*What to do*: Convert the part of the entries below that opens with the line containing "Put a pin on every instance of the large" and closes with the line containing "x=977 y=579" into a two-column CSV with the headers entry and answer. Give one row per entry, with its text and its answer each in one quoted field and line breaks turned into spaces.

─── Entries supplied

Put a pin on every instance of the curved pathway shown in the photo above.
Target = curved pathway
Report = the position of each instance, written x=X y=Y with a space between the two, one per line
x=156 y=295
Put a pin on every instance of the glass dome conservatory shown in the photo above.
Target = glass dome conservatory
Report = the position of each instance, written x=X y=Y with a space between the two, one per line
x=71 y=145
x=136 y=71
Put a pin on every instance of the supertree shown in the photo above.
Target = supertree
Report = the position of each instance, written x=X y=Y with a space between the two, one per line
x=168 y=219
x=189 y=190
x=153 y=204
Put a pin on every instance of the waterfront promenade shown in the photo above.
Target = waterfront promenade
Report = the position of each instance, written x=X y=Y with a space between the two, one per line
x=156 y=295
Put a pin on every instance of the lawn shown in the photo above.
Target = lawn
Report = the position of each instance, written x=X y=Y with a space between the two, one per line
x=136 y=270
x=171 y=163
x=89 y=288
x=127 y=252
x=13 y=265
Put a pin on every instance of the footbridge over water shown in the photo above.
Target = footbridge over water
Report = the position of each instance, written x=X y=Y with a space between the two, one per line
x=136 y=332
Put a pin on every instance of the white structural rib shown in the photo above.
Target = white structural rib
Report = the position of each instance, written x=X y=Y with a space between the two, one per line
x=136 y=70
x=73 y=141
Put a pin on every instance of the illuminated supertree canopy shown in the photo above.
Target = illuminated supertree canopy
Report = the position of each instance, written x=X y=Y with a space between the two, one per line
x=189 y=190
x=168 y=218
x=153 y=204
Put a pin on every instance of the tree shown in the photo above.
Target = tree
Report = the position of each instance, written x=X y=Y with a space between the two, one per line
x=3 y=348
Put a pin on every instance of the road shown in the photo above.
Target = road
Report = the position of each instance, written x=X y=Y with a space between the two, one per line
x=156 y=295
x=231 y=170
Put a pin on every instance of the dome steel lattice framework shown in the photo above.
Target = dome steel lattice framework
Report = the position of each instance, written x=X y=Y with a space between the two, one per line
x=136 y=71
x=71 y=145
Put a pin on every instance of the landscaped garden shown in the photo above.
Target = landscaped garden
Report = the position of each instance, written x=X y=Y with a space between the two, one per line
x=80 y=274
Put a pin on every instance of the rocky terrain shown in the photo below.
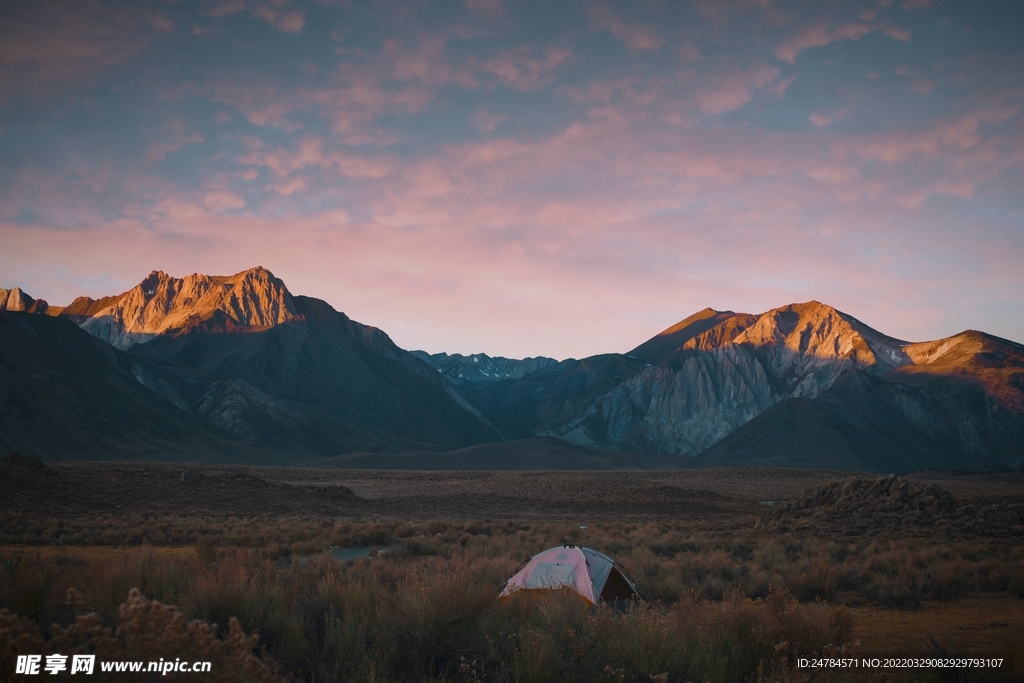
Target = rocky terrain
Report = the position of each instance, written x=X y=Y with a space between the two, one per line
x=803 y=385
x=481 y=368
x=861 y=503
x=287 y=378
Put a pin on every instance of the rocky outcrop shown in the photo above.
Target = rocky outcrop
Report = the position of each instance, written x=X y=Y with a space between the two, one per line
x=161 y=304
x=482 y=368
x=801 y=385
x=892 y=503
x=680 y=411
x=16 y=300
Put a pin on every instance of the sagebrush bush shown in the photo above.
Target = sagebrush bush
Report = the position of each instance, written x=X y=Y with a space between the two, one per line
x=729 y=606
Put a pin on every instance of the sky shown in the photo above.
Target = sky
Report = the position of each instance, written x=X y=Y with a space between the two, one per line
x=541 y=178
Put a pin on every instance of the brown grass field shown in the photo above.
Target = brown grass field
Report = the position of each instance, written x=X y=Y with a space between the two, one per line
x=731 y=594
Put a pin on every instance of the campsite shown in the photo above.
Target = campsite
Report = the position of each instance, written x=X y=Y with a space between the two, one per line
x=731 y=588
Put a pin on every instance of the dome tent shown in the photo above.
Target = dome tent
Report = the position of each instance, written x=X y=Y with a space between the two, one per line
x=594 y=575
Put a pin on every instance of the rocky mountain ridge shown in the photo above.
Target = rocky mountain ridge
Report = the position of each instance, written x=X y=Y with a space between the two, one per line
x=799 y=385
x=711 y=382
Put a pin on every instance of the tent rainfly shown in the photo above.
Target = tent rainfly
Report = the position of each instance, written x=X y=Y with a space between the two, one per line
x=593 y=574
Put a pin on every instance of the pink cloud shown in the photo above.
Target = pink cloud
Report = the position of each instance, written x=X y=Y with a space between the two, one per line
x=634 y=36
x=729 y=92
x=523 y=72
x=820 y=34
x=486 y=121
x=48 y=44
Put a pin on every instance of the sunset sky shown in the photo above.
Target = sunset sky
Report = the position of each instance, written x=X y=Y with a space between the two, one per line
x=556 y=178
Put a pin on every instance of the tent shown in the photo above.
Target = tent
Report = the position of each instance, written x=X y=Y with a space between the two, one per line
x=593 y=574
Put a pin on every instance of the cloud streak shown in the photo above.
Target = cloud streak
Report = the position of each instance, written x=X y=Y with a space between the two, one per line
x=564 y=181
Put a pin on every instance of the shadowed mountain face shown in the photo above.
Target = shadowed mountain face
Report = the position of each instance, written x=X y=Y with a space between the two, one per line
x=265 y=371
x=800 y=385
x=223 y=366
x=68 y=395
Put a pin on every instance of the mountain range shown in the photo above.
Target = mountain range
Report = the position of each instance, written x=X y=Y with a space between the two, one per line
x=239 y=369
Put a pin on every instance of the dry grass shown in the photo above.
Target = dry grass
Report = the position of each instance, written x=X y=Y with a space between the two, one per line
x=727 y=601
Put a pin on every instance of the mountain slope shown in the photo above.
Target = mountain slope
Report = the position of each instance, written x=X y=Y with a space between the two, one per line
x=67 y=395
x=318 y=370
x=778 y=379
x=700 y=324
x=888 y=424
x=282 y=375
x=159 y=305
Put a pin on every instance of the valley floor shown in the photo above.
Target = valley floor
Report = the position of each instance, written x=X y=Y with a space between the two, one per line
x=224 y=541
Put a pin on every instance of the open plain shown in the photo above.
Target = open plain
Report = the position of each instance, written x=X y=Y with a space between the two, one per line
x=814 y=561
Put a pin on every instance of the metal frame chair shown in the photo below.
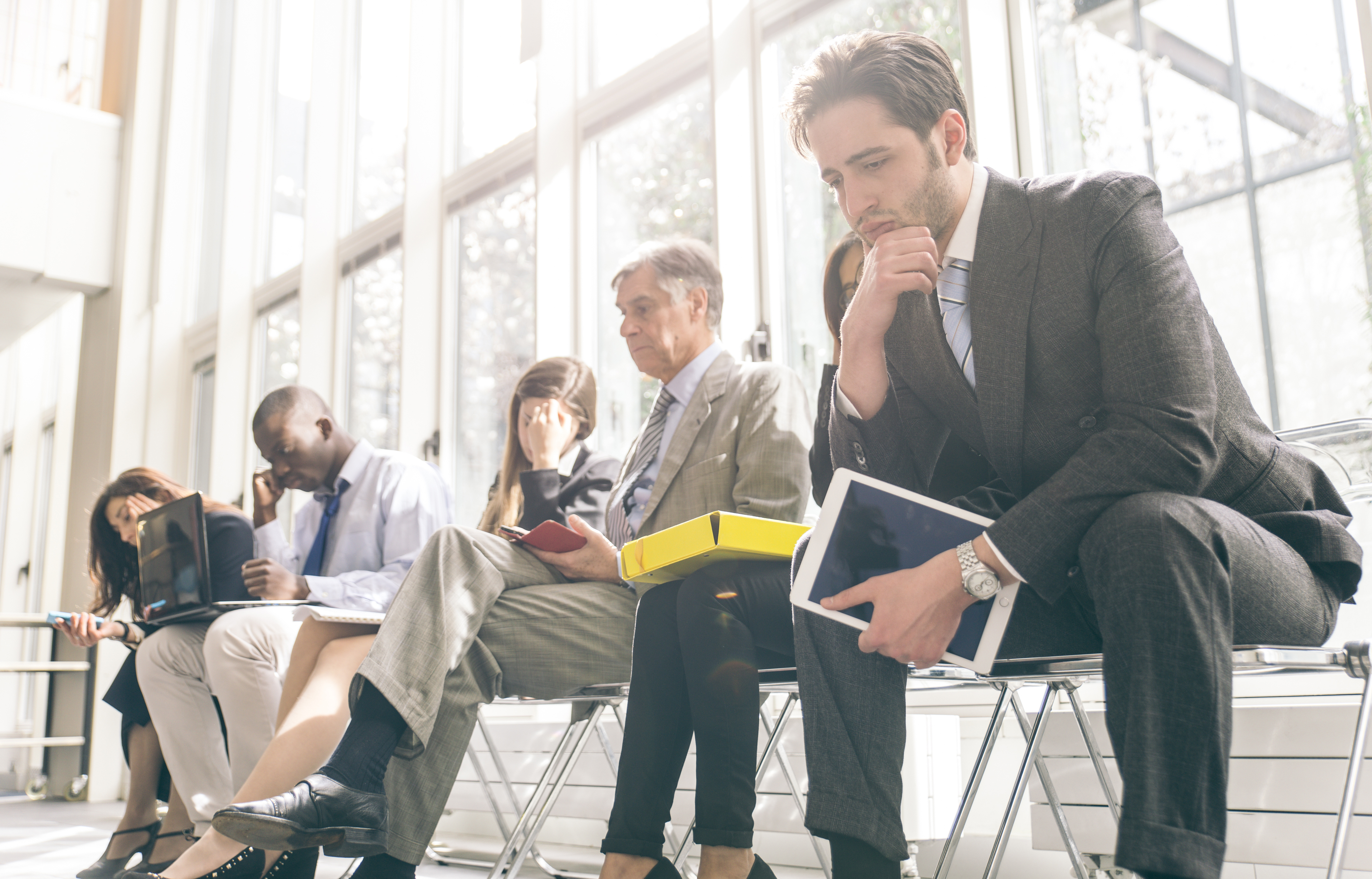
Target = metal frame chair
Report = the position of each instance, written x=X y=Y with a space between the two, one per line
x=1067 y=674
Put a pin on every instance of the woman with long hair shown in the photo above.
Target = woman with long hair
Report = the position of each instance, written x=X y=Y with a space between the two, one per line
x=114 y=571
x=547 y=474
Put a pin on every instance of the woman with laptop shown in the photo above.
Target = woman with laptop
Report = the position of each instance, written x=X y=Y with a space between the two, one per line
x=114 y=570
x=548 y=472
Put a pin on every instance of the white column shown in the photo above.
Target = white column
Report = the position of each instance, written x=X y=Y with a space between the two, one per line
x=422 y=316
x=244 y=213
x=324 y=168
x=736 y=171
x=555 y=175
x=985 y=42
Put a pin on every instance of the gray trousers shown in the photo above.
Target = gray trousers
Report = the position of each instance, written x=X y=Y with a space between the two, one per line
x=1167 y=586
x=478 y=618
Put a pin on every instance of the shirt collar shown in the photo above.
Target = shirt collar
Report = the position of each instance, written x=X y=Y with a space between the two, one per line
x=353 y=468
x=964 y=242
x=569 y=463
x=682 y=387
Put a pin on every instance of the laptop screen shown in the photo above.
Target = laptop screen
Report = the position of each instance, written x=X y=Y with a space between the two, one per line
x=173 y=568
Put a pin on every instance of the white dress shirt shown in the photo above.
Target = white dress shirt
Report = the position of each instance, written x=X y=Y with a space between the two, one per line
x=961 y=246
x=682 y=387
x=392 y=505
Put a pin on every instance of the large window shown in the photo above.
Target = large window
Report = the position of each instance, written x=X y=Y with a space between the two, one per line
x=219 y=54
x=286 y=223
x=653 y=180
x=626 y=33
x=383 y=80
x=804 y=223
x=497 y=47
x=279 y=345
x=1259 y=151
x=493 y=265
x=374 y=294
x=202 y=423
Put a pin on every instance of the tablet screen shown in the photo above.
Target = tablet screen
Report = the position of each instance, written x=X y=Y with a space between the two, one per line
x=879 y=533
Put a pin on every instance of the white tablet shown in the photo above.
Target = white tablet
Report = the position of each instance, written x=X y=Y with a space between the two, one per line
x=869 y=529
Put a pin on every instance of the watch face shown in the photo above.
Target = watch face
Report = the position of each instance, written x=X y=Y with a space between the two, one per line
x=983 y=585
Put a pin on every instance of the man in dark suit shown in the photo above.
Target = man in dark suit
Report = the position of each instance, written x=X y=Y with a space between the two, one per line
x=1054 y=326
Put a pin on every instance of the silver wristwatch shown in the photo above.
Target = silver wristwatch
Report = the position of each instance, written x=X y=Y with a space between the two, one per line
x=977 y=579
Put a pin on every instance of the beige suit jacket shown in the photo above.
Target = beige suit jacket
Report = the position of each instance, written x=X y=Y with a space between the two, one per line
x=741 y=447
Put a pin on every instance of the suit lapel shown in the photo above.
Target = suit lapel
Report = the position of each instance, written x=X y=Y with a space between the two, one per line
x=710 y=390
x=1001 y=290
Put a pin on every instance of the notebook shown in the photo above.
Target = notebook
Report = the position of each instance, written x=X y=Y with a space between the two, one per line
x=869 y=529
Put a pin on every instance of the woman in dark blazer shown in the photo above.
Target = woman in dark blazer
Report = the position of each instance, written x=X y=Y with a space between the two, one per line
x=114 y=568
x=548 y=474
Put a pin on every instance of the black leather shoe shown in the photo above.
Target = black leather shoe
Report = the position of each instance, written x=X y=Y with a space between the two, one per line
x=246 y=864
x=316 y=812
x=109 y=867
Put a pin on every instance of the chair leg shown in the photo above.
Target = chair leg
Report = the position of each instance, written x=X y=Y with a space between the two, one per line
x=512 y=845
x=1359 y=667
x=1051 y=792
x=998 y=850
x=979 y=771
x=566 y=772
x=1089 y=734
x=790 y=774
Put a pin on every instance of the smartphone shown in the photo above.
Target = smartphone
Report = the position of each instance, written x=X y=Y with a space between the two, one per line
x=66 y=618
x=548 y=537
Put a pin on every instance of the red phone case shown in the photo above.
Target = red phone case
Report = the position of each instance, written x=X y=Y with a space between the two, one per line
x=553 y=538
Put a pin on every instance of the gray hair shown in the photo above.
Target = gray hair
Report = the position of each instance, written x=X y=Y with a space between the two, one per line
x=680 y=267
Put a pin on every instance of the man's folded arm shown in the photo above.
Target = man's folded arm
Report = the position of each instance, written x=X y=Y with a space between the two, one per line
x=774 y=434
x=1159 y=391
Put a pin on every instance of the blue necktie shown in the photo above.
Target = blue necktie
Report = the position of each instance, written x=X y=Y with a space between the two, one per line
x=316 y=559
x=953 y=302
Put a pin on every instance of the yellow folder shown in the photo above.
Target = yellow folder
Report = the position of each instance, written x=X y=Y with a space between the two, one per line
x=677 y=552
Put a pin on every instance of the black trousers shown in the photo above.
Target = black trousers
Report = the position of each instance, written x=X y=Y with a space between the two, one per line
x=698 y=648
x=1167 y=586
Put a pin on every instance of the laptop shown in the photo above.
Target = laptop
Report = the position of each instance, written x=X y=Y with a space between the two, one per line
x=175 y=570
x=869 y=529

──────

*Result for this task*:
entry,answer
"Put a pin on every instance of the large window shown in the photo above. Target = large window Report = the position of each instance, written x=X y=Y with a space between the two, one per line","x=219 y=54 x=286 y=223 x=653 y=180 x=626 y=33 x=383 y=80 x=804 y=223 x=497 y=47 x=279 y=345 x=1259 y=151 x=493 y=265 x=374 y=294 x=202 y=423"
"Put a pin on every instance of the tablet screen shown in the photo above. Target = tablet screen Report = the position of each instance, written x=X y=Y with a space between the two, one per line","x=879 y=533"
"Put a pin on every instance of the white tablet shown in the photo above. Target = white tablet Report = the position of each instance, written x=X y=Y with a space between the two, one per line","x=869 y=529"
"Put a pin on every instance of the watch face shown in the photo above. Target = watch face Report = the position of each instance, written x=X y=Y with a space between the two, one per line","x=983 y=585"
"Put a pin on every instance of the man in dark suit shown in the photo above. Target = man in dark suit Report = the position of each instance, written x=X y=Y with a space between the two, one per line","x=1054 y=326"
"Put a pin on every instance of the silver wristwatch shown in the photo above. Target = silver wristwatch Report = the position of each instance, written x=X y=Y with a space between the two, one per line","x=977 y=579"